• **EXERCISE PROMPT**: Check each line of the records below and collect those holding "denim".

[Saved entries]
Start of Block

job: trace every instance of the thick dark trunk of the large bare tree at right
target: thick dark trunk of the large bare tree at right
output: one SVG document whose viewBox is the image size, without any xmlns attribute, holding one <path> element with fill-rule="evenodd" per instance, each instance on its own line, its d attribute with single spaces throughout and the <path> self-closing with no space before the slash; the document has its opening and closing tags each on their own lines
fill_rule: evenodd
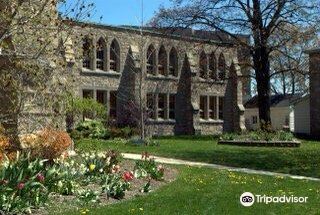
<svg viewBox="0 0 320 215">
<path fill-rule="evenodd" d="M 260 127 L 262 130 L 271 130 L 270 117 L 270 63 L 266 47 L 257 47 L 253 55 L 254 68 L 257 78 L 258 106 Z"/>
</svg>

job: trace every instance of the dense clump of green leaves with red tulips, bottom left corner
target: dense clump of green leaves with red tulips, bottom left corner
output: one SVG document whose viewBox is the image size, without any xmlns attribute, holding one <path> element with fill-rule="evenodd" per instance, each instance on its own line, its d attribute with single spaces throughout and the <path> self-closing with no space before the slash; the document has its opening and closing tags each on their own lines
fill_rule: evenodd
<svg viewBox="0 0 320 215">
<path fill-rule="evenodd" d="M 17 153 L 13 161 L 0 167 L 0 209 L 5 213 L 30 212 L 42 206 L 49 191 L 44 186 L 45 160 L 31 160 L 30 154 Z"/>
</svg>

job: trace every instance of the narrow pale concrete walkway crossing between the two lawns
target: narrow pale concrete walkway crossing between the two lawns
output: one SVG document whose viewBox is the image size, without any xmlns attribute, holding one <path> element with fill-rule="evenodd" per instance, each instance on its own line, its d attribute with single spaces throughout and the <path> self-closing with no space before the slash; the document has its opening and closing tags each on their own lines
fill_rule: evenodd
<svg viewBox="0 0 320 215">
<path fill-rule="evenodd" d="M 122 153 L 122 155 L 126 159 L 141 160 L 141 154 Z M 288 177 L 288 178 L 298 179 L 298 180 L 320 181 L 320 178 L 312 178 L 312 177 L 305 177 L 305 176 L 298 176 L 298 175 L 290 175 L 290 174 L 269 172 L 269 171 L 263 171 L 263 170 L 253 170 L 253 169 L 247 169 L 247 168 L 236 168 L 236 167 L 229 167 L 229 166 L 210 164 L 210 163 L 185 161 L 185 160 L 174 159 L 174 158 L 164 158 L 164 157 L 157 157 L 157 156 L 152 156 L 152 157 L 155 158 L 156 162 L 163 163 L 163 164 L 209 167 L 209 168 L 227 170 L 227 171 L 232 171 L 232 172 L 242 172 L 242 173 L 248 173 L 248 174 Z"/>
</svg>

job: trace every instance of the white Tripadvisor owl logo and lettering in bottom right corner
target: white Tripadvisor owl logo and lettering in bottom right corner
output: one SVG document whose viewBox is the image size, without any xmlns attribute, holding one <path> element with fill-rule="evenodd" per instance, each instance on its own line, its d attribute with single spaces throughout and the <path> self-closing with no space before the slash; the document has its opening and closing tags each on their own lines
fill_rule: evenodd
<svg viewBox="0 0 320 215">
<path fill-rule="evenodd" d="M 253 203 L 307 203 L 308 197 L 298 196 L 267 196 L 267 195 L 253 195 L 250 192 L 245 192 L 240 196 L 240 203 L 245 207 L 250 207 Z"/>
</svg>

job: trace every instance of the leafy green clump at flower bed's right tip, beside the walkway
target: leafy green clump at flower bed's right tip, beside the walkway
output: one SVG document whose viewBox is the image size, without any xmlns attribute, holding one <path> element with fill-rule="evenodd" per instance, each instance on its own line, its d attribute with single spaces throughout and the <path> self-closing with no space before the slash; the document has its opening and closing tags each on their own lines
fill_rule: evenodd
<svg viewBox="0 0 320 215">
<path fill-rule="evenodd" d="M 164 176 L 164 167 L 157 165 L 154 158 L 150 158 L 148 153 L 142 154 L 142 160 L 137 160 L 135 167 L 135 175 L 145 177 L 145 173 L 155 180 L 162 180 Z"/>
</svg>

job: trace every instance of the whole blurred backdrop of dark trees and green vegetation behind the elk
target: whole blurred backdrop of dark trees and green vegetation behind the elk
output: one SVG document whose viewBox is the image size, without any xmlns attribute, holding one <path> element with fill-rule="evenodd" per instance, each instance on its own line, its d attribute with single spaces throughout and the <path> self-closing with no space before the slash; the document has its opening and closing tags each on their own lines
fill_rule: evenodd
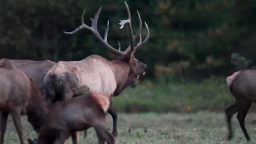
<svg viewBox="0 0 256 144">
<path fill-rule="evenodd" d="M 118 111 L 223 110 L 234 99 L 225 77 L 256 69 L 255 0 L 127 0 L 134 33 L 139 11 L 150 37 L 135 56 L 148 65 L 135 88 L 114 99 Z M 81 60 L 91 54 L 108 57 L 107 49 L 81 25 L 91 25 L 102 7 L 98 31 L 121 50 L 129 45 L 124 0 L 1 0 L 0 58 Z M 142 37 L 146 30 L 143 25 Z M 164 104 L 164 105 L 163 105 Z"/>
</svg>

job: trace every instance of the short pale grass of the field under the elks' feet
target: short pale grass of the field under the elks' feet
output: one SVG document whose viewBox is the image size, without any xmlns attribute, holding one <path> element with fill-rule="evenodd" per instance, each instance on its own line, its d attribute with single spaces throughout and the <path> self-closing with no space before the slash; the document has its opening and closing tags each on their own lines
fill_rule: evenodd
<svg viewBox="0 0 256 144">
<path fill-rule="evenodd" d="M 246 117 L 246 128 L 256 143 L 256 113 Z M 30 124 L 23 117 L 24 137 L 35 138 Z M 106 125 L 111 130 L 112 118 L 106 117 Z M 144 128 L 147 127 L 147 132 Z M 129 133 L 129 128 L 131 133 Z M 246 143 L 236 116 L 233 117 L 234 138 L 226 140 L 226 121 L 224 113 L 198 111 L 190 114 L 118 114 L 118 138 L 116 144 L 238 144 Z M 88 137 L 80 133 L 81 144 L 97 144 L 95 131 L 90 128 Z M 19 144 L 19 139 L 11 121 L 8 121 L 6 144 Z M 72 144 L 70 139 L 67 144 Z"/>
</svg>

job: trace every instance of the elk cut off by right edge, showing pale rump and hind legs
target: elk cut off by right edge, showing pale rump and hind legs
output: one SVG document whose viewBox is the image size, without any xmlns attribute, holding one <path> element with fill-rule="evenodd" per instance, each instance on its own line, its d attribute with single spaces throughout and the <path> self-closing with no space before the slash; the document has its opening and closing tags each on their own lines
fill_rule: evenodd
<svg viewBox="0 0 256 144">
<path fill-rule="evenodd" d="M 233 94 L 234 98 L 236 98 L 236 103 L 231 105 L 229 108 L 226 108 L 229 139 L 233 137 L 231 118 L 238 111 L 236 118 L 240 123 L 240 127 L 246 137 L 246 140 L 250 140 L 244 125 L 244 120 L 252 102 L 256 102 L 255 82 L 256 70 L 241 70 L 234 72 L 233 75 L 230 75 L 226 78 L 226 83 L 230 88 L 230 92 Z"/>
</svg>

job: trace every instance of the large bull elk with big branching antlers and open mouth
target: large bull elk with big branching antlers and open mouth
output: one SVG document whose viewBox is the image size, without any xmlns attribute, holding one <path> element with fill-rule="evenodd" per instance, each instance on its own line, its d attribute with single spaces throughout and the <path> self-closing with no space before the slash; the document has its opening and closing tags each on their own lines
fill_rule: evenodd
<svg viewBox="0 0 256 144">
<path fill-rule="evenodd" d="M 97 39 L 104 44 L 111 52 L 116 55 L 111 55 L 112 60 L 109 61 L 98 55 L 91 55 L 80 61 L 64 62 L 60 61 L 54 65 L 46 74 L 44 79 L 46 88 L 46 99 L 49 105 L 55 101 L 65 101 L 72 97 L 81 94 L 99 93 L 111 98 L 112 96 L 118 96 L 127 86 L 134 85 L 138 82 L 140 75 L 144 75 L 144 70 L 147 69 L 146 64 L 138 61 L 134 54 L 143 46 L 149 37 L 149 29 L 147 24 L 146 38 L 141 42 L 141 18 L 139 17 L 139 29 L 138 32 L 133 35 L 131 27 L 131 14 L 128 5 L 125 3 L 128 20 L 122 20 L 119 24 L 122 28 L 125 23 L 128 23 L 131 43 L 130 46 L 124 51 L 114 49 L 107 43 L 108 24 L 105 31 L 104 39 L 99 35 L 97 30 L 97 21 L 101 8 L 96 13 L 92 20 L 92 26 L 89 27 L 83 22 L 85 11 L 82 14 L 82 25 L 68 34 L 74 34 L 80 29 L 87 29 L 91 31 Z M 138 11 L 137 11 L 138 12 Z M 66 32 L 65 32 L 66 33 Z M 137 46 L 134 46 L 135 39 L 140 36 L 140 41 Z M 117 114 L 110 106 L 108 113 L 113 118 L 113 132 L 114 136 L 117 136 L 116 123 Z"/>
</svg>

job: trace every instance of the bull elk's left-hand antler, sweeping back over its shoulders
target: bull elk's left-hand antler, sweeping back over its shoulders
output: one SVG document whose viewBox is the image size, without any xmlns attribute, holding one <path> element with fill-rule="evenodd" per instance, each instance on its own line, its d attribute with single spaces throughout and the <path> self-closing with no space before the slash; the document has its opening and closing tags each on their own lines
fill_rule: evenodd
<svg viewBox="0 0 256 144">
<path fill-rule="evenodd" d="M 92 20 L 92 26 L 89 27 L 87 26 L 85 23 L 84 23 L 84 16 L 85 16 L 85 10 L 82 14 L 82 17 L 81 17 L 81 26 L 79 26 L 77 29 L 75 29 L 74 31 L 68 33 L 68 32 L 64 32 L 64 33 L 67 33 L 67 34 L 74 34 L 74 33 L 77 33 L 80 29 L 88 29 L 90 30 L 96 37 L 97 39 L 102 43 L 104 44 L 110 51 L 114 52 L 115 54 L 117 55 L 123 55 L 124 53 L 120 51 L 120 44 L 118 42 L 118 45 L 119 45 L 119 50 L 113 48 L 112 46 L 110 46 L 108 43 L 107 43 L 107 37 L 108 37 L 108 25 L 109 25 L 109 22 L 107 23 L 107 28 L 105 30 L 105 36 L 104 36 L 104 39 L 102 39 L 102 37 L 100 36 L 100 34 L 98 33 L 98 30 L 97 30 L 97 21 L 98 21 L 98 16 L 101 12 L 101 9 L 102 7 L 99 8 L 98 12 L 96 13 L 94 19 L 91 19 Z"/>
</svg>

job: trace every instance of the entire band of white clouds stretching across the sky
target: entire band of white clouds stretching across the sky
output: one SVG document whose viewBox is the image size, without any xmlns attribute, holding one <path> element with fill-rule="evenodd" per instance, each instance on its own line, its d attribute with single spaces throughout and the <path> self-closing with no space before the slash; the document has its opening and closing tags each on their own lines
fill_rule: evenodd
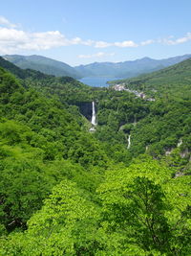
<svg viewBox="0 0 191 256">
<path fill-rule="evenodd" d="M 185 36 L 175 39 L 174 36 L 167 38 L 161 38 L 159 40 L 148 39 L 139 43 L 133 40 L 124 40 L 116 42 L 107 42 L 103 40 L 83 40 L 80 37 L 67 38 L 59 31 L 48 31 L 31 33 L 26 32 L 18 28 L 15 24 L 12 24 L 4 16 L 0 16 L 0 55 L 1 54 L 12 54 L 25 51 L 39 51 L 49 50 L 56 47 L 69 46 L 69 45 L 84 45 L 92 46 L 95 48 L 108 48 L 108 47 L 119 47 L 119 48 L 131 48 L 138 46 L 145 46 L 158 42 L 164 45 L 177 45 L 185 43 L 191 40 L 191 33 L 187 33 Z M 99 54 L 99 56 L 98 56 Z M 94 57 L 105 56 L 104 53 L 97 53 Z M 80 55 L 79 58 L 92 58 L 93 56 Z"/>
</svg>

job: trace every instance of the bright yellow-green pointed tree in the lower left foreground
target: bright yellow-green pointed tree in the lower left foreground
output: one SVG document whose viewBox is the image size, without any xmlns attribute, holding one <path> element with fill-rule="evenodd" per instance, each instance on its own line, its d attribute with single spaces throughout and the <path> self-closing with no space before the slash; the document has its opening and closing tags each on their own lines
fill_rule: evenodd
<svg viewBox="0 0 191 256">
<path fill-rule="evenodd" d="M 96 205 L 69 180 L 53 189 L 40 211 L 28 222 L 28 230 L 10 236 L 5 255 L 95 255 Z M 12 246 L 13 245 L 13 246 Z"/>
</svg>

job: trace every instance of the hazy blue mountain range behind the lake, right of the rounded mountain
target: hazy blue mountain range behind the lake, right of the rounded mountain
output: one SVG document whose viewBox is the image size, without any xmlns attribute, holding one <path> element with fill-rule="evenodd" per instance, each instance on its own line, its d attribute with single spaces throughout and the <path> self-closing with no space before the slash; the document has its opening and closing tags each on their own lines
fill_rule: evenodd
<svg viewBox="0 0 191 256">
<path fill-rule="evenodd" d="M 179 63 L 187 58 L 191 58 L 191 55 L 164 59 L 140 58 L 117 63 L 95 62 L 88 65 L 75 66 L 74 68 L 82 77 L 132 78 Z"/>
</svg>

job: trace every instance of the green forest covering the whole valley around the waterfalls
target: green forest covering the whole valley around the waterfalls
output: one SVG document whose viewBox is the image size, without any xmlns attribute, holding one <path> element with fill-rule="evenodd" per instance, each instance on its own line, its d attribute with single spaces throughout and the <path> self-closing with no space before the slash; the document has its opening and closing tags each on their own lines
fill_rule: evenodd
<svg viewBox="0 0 191 256">
<path fill-rule="evenodd" d="M 0 255 L 191 255 L 191 59 L 116 82 L 0 58 Z"/>
</svg>

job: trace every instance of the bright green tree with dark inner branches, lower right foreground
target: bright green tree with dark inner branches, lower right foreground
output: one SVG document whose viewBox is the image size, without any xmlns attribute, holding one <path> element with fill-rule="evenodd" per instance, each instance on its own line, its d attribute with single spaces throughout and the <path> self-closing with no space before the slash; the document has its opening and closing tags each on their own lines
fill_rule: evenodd
<svg viewBox="0 0 191 256">
<path fill-rule="evenodd" d="M 181 255 L 189 250 L 189 182 L 172 178 L 172 170 L 146 156 L 128 169 L 107 171 L 98 192 L 108 250 L 121 255 Z"/>
</svg>

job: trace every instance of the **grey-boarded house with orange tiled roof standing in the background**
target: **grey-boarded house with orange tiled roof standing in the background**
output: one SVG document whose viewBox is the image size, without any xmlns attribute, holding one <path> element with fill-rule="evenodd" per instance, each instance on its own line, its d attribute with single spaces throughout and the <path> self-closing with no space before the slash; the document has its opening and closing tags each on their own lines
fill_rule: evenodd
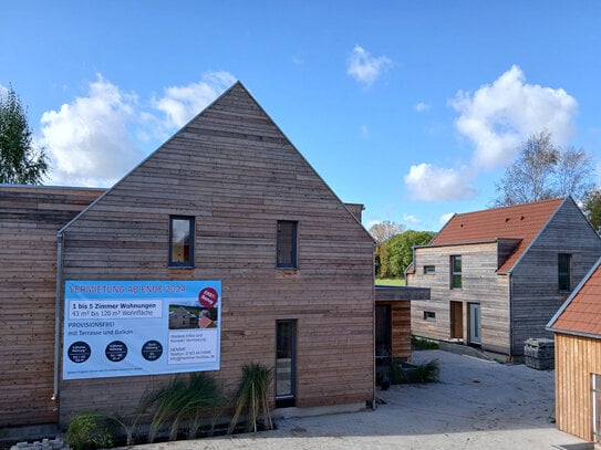
<svg viewBox="0 0 601 450">
<path fill-rule="evenodd" d="M 571 198 L 455 214 L 414 250 L 407 285 L 431 300 L 412 302 L 412 333 L 522 356 L 600 254 Z"/>
</svg>

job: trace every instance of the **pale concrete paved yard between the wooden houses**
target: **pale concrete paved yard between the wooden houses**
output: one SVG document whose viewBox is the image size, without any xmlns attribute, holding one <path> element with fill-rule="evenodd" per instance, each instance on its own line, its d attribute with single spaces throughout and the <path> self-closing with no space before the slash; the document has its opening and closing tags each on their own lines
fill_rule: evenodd
<svg viewBox="0 0 601 450">
<path fill-rule="evenodd" d="M 284 419 L 278 421 L 274 431 L 135 449 L 536 450 L 584 443 L 557 430 L 551 421 L 552 370 L 501 365 L 442 350 L 414 353 L 415 363 L 432 359 L 439 363 L 441 383 L 379 389 L 383 402 L 375 411 Z"/>
</svg>

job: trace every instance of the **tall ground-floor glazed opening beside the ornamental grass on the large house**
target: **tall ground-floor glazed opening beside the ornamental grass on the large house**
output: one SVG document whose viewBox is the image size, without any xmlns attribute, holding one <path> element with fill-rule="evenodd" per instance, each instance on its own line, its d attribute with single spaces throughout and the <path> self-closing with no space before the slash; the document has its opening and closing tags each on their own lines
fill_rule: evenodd
<svg viewBox="0 0 601 450">
<path fill-rule="evenodd" d="M 276 407 L 296 405 L 297 321 L 276 321 Z"/>
</svg>

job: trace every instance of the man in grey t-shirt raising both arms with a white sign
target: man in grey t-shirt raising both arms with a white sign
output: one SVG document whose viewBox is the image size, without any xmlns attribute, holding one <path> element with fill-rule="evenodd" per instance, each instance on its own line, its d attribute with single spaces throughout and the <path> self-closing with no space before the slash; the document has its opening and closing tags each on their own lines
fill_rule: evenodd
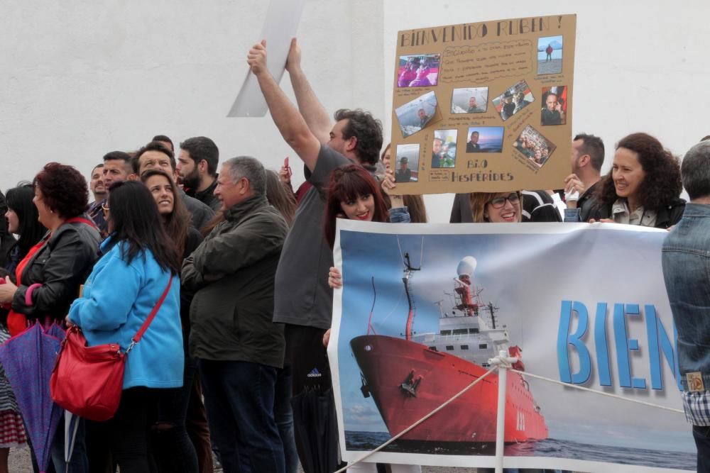
<svg viewBox="0 0 710 473">
<path fill-rule="evenodd" d="M 292 40 L 286 69 L 298 109 L 291 104 L 266 67 L 266 43 L 249 51 L 251 72 L 258 79 L 271 117 L 283 138 L 301 158 L 313 184 L 296 211 L 275 277 L 274 322 L 285 323 L 285 365 L 293 369 L 293 393 L 308 386 L 331 386 L 322 337 L 330 328 L 333 292 L 327 274 L 333 265 L 323 233 L 325 188 L 336 167 L 356 162 L 373 167 L 382 147 L 382 126 L 361 110 L 339 110 L 330 118 L 300 67 L 300 48 Z M 290 360 L 288 360 L 290 357 Z"/>
</svg>

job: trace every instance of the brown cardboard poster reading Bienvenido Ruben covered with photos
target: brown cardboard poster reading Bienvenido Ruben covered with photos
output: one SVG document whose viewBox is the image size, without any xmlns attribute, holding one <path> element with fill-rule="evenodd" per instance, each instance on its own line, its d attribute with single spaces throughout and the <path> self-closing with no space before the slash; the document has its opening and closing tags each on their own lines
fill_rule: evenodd
<svg viewBox="0 0 710 473">
<path fill-rule="evenodd" d="M 561 187 L 572 145 L 576 21 L 540 16 L 400 31 L 393 158 L 407 157 L 417 179 L 398 192 Z"/>
</svg>

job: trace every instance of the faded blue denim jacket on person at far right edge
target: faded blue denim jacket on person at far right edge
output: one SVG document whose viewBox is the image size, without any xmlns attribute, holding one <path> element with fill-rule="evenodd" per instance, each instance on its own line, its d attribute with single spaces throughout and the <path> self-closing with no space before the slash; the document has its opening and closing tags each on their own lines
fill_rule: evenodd
<svg viewBox="0 0 710 473">
<path fill-rule="evenodd" d="M 700 372 L 710 386 L 710 205 L 686 204 L 683 218 L 663 242 L 663 277 L 678 331 L 678 365 L 683 389 L 686 373 Z"/>
</svg>

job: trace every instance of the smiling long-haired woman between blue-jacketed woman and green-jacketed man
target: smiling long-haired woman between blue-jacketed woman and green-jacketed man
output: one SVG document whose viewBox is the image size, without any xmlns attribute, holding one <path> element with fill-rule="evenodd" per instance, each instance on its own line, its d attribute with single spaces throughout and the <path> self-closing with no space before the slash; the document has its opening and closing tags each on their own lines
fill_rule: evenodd
<svg viewBox="0 0 710 473">
<path fill-rule="evenodd" d="M 141 182 L 146 185 L 148 191 L 151 191 L 165 233 L 175 245 L 182 262 L 200 245 L 202 235 L 190 225 L 190 213 L 180 199 L 178 187 L 163 169 L 148 169 L 141 174 Z M 153 428 L 155 461 L 158 463 L 158 469 L 165 472 L 196 473 L 198 469 L 195 445 L 185 428 L 192 382 L 197 372 L 197 362 L 190 358 L 187 350 L 187 340 L 190 337 L 191 302 L 192 294 L 181 286 L 180 322 L 182 323 L 182 348 L 185 354 L 182 388 L 165 389 L 161 394 L 158 399 L 158 418 Z"/>
</svg>

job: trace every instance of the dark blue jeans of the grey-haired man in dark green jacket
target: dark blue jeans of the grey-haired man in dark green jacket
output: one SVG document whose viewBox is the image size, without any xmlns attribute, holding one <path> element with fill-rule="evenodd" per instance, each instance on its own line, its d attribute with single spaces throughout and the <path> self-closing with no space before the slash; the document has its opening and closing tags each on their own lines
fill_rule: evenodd
<svg viewBox="0 0 710 473">
<path fill-rule="evenodd" d="M 199 360 L 209 431 L 224 473 L 284 473 L 283 444 L 273 416 L 274 367 Z"/>
</svg>

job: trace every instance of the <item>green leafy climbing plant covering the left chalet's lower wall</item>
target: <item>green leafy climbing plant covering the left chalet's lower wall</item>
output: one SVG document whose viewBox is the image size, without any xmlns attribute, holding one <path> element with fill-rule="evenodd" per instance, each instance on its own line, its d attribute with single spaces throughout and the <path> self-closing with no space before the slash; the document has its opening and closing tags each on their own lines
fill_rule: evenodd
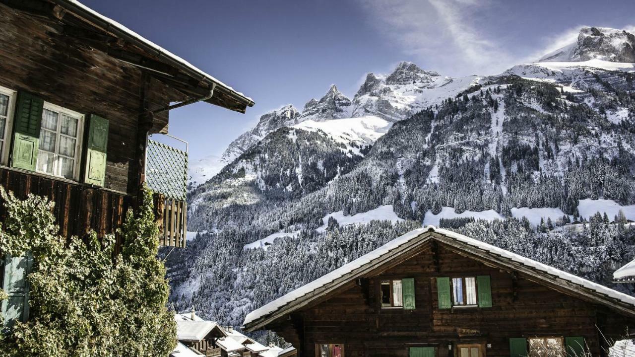
<svg viewBox="0 0 635 357">
<path fill-rule="evenodd" d="M 46 198 L 21 200 L 0 187 L 7 218 L 0 225 L 0 253 L 33 257 L 30 318 L 3 331 L 0 356 L 167 356 L 176 326 L 168 311 L 169 287 L 156 259 L 159 233 L 152 196 L 129 211 L 113 255 L 114 236 L 70 242 L 58 236 Z M 0 290 L 0 299 L 6 293 Z"/>
</svg>

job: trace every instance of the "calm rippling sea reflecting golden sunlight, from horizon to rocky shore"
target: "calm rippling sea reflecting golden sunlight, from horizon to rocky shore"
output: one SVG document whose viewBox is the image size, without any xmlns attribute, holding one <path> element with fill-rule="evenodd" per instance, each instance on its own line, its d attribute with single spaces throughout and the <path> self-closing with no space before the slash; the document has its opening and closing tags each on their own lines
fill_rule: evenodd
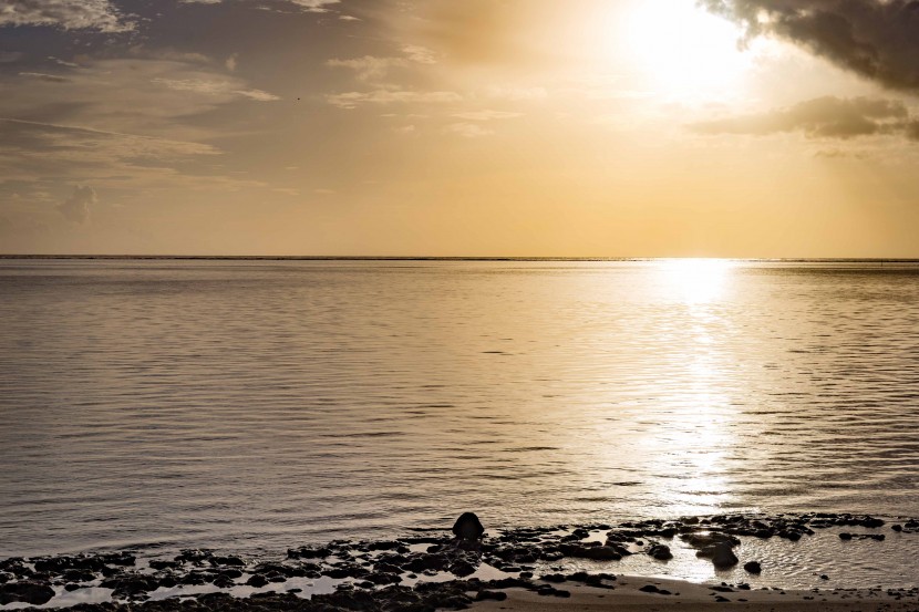
<svg viewBox="0 0 919 612">
<path fill-rule="evenodd" d="M 919 515 L 919 266 L 0 261 L 0 557 Z"/>
</svg>

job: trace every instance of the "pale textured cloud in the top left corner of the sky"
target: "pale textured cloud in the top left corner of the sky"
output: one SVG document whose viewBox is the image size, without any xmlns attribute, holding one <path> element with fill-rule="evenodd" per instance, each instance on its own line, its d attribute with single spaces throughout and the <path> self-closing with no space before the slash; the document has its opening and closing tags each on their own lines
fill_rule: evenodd
<svg viewBox="0 0 919 612">
<path fill-rule="evenodd" d="M 50 25 L 63 30 L 124 32 L 135 23 L 122 15 L 109 0 L 4 0 L 2 25 Z"/>
</svg>

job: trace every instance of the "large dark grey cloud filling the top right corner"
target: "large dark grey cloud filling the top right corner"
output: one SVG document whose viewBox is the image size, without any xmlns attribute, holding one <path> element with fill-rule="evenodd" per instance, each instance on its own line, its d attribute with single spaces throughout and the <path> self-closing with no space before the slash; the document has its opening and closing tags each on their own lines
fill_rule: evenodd
<svg viewBox="0 0 919 612">
<path fill-rule="evenodd" d="M 917 0 L 700 1 L 750 38 L 772 34 L 886 87 L 919 91 Z"/>
</svg>

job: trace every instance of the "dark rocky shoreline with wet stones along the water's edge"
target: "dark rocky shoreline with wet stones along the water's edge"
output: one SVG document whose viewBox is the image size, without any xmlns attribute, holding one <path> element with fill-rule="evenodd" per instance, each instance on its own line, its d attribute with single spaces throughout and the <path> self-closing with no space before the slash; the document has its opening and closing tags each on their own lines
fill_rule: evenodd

End of Block

• **SOLUTION**:
job: trace every instance of the faded blue denim jacket on person at far right edge
target: faded blue denim jacket on person at far right edge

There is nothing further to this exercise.